===== PASSAGE =====

“It's fine to celebrate success but it is more important to heed the lessons of failure.” (Bill Gates)
As we all know, RPKI is getting a lot of attention and traction nowadays. At the RIPE NCC, we operate one of the five Trust Anchors, a hosted RPKI service, and one of the Validator software packages. A big responsibility that we don’t take lightly. We’re constantly improving code and procedures to ensure we’re following the latest RFC and best practices. Also, security is of key(!) importance.
Where people learn and a product matures, mistakes are made. We’re not happy with that, especially if users are impacted. But we learn and improve and that’s why I’m writing this article, so you can learn along with us. At RIPE NCC, we strongly believe in transparency, that’s why we write a post-mortem after every outage but in this article, I’ll dig a bit deeper into the lessons we learned from the RPKI outages we had recently.
What should be the ”correct” behaviour of validators?
The first issue we encountered this year started on Saturday 24 February with a disk problem, resulting in an inability to write newly created, modified or deleted ROAs to our rsync server - this is where Validators fetch information from. From that moment on, the data were kept in the RPKI Database, but not published. This incident impacted 176 ROAs. The user running the application hit a quota and the disk didn’t report an error to our monitoring system, so our 24/7 engineers weren’t notified of this issue. But then things got worse. Because the information could not be refreshed, on Sunday morning, our Certificate Revocation List (CRL) expired. This is an important piece of information in RPKI that basically tells you if you can trust the information that is published. A CRL has a limited lifetime for security reasons, so when it expires, you know something might be wrong.
On Monday morning, we received a notification from Job Snijders that our CRL had expired and our engineers quickly found the disk problem. The disk problem was resolved in a few minutes, but then we had to make sure that the stalled objects got republished. At first, we attempted to do a republish of all objects. Unfortunately, this didn’t work and we had to perform a full Certificate Authority (CA) key roll to update all objects. This took about seven hours to complete. You can find the post-mortem at: https://www.ripe.net/ripe/mail/archives/routing-wg/2020-February/004015.html
What was interesting about this CRL expiration was that not all Validators noticed it. Our own RIPE NCC Validator 3.1 for example only issued a warning, while OpenBSD's rpki-client dropped the CRL and all underlying objects. This sparked a lengthy discussion in the IETF SIDROPS Working Group about the behaviour that the different types of Validators have and what the correct behavior should be as this was not defined clearly in any RFC.

=====

=== STATED PROBLEM A ===
According to the article, how many ROAs were affected by the incident that began with a disk problem on Saturday 24 February?

===== DATA SHOWN =====

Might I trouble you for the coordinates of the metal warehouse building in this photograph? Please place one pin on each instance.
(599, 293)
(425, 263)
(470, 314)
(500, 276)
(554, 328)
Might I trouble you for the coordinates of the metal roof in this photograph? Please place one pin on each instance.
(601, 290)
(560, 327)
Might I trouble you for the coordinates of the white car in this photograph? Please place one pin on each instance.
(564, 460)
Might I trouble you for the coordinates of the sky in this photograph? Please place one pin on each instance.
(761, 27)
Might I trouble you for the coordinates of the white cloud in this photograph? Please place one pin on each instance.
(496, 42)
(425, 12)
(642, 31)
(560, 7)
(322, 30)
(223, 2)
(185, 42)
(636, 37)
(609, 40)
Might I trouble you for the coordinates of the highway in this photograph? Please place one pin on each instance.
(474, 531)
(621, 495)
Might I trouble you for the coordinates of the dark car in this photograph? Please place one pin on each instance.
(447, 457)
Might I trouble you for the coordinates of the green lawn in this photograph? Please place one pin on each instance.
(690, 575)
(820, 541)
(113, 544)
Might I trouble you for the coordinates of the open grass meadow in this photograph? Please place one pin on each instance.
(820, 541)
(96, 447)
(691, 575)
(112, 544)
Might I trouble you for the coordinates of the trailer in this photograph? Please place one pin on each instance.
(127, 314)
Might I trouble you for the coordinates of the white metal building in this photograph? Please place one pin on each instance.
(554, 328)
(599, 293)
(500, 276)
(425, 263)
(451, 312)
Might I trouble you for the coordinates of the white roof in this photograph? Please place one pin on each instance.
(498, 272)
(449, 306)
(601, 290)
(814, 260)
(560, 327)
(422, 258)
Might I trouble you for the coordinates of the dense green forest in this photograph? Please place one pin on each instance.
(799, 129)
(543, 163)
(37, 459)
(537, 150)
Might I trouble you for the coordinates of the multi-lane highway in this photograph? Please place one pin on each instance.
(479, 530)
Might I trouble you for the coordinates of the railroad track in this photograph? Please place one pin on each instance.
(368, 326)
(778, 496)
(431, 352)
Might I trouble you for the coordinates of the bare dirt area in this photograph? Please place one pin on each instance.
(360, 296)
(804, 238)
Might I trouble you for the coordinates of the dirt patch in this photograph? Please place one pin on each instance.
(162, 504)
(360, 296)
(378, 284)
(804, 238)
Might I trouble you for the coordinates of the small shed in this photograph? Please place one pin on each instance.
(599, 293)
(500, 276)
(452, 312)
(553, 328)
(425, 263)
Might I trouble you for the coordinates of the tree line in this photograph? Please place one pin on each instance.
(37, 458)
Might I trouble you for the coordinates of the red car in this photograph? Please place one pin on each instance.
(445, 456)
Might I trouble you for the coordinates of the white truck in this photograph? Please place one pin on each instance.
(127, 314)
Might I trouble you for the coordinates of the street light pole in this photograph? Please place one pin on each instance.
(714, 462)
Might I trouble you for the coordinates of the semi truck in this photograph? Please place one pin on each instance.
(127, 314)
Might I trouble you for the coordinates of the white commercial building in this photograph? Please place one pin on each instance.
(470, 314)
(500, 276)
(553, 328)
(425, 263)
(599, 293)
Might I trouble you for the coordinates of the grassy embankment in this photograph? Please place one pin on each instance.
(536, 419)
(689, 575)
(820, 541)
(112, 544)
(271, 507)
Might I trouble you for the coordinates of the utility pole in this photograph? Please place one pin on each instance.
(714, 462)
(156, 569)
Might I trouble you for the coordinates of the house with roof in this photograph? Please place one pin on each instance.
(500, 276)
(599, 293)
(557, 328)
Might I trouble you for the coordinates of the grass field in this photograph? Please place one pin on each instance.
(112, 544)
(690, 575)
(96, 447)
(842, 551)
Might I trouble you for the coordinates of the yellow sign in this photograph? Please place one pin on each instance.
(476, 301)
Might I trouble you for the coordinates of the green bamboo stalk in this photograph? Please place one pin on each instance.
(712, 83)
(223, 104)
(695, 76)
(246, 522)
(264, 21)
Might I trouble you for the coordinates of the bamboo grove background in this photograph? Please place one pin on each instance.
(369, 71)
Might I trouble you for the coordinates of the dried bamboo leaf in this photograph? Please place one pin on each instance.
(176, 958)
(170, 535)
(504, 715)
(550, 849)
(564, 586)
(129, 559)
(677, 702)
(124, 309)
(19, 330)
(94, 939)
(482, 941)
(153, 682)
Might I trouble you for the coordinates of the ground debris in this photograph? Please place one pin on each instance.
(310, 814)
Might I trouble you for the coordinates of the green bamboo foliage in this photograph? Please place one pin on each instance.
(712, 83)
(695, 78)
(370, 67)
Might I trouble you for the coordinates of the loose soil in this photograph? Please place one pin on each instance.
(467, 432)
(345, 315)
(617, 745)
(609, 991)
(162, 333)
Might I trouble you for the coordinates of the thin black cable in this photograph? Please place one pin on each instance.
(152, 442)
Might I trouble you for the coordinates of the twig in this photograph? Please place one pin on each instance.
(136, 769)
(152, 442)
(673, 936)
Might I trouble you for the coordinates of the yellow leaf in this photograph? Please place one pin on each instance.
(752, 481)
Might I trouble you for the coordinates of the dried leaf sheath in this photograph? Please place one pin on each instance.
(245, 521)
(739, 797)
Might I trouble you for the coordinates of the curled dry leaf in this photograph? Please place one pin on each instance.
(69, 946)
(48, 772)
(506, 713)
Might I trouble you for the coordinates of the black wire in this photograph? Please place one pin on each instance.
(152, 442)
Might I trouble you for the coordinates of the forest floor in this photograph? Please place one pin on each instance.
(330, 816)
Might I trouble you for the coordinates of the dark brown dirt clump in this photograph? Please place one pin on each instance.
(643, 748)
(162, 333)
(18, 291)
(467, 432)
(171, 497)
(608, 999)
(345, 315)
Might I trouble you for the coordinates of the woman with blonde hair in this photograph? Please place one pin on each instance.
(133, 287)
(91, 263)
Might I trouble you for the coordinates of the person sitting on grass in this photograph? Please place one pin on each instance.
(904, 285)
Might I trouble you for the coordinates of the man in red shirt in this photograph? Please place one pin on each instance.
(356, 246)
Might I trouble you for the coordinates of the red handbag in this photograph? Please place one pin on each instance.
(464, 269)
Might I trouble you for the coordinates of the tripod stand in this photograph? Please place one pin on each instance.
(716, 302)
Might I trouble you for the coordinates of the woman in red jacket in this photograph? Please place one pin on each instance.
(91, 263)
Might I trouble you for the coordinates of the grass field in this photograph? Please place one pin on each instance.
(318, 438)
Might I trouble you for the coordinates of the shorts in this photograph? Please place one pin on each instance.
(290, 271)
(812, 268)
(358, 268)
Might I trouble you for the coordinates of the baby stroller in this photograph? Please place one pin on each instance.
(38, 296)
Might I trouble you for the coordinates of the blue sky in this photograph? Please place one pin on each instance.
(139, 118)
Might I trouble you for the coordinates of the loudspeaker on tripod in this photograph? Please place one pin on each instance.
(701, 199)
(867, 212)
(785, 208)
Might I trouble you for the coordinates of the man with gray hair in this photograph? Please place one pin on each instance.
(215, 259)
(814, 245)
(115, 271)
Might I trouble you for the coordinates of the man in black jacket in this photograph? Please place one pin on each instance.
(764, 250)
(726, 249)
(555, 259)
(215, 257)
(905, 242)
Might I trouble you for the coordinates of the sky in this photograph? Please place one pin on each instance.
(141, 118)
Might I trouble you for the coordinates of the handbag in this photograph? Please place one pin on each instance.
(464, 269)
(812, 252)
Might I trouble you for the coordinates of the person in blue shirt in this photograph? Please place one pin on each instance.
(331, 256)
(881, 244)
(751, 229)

=====

=== STATED PROBLEM B ===
How many lines of the records contain the string "forest"? Matching is case-sensitive; reply with only the number.

=== TASK SOLUTION A ===
176 ROAs.

=== TASK SOLUTION B ===
2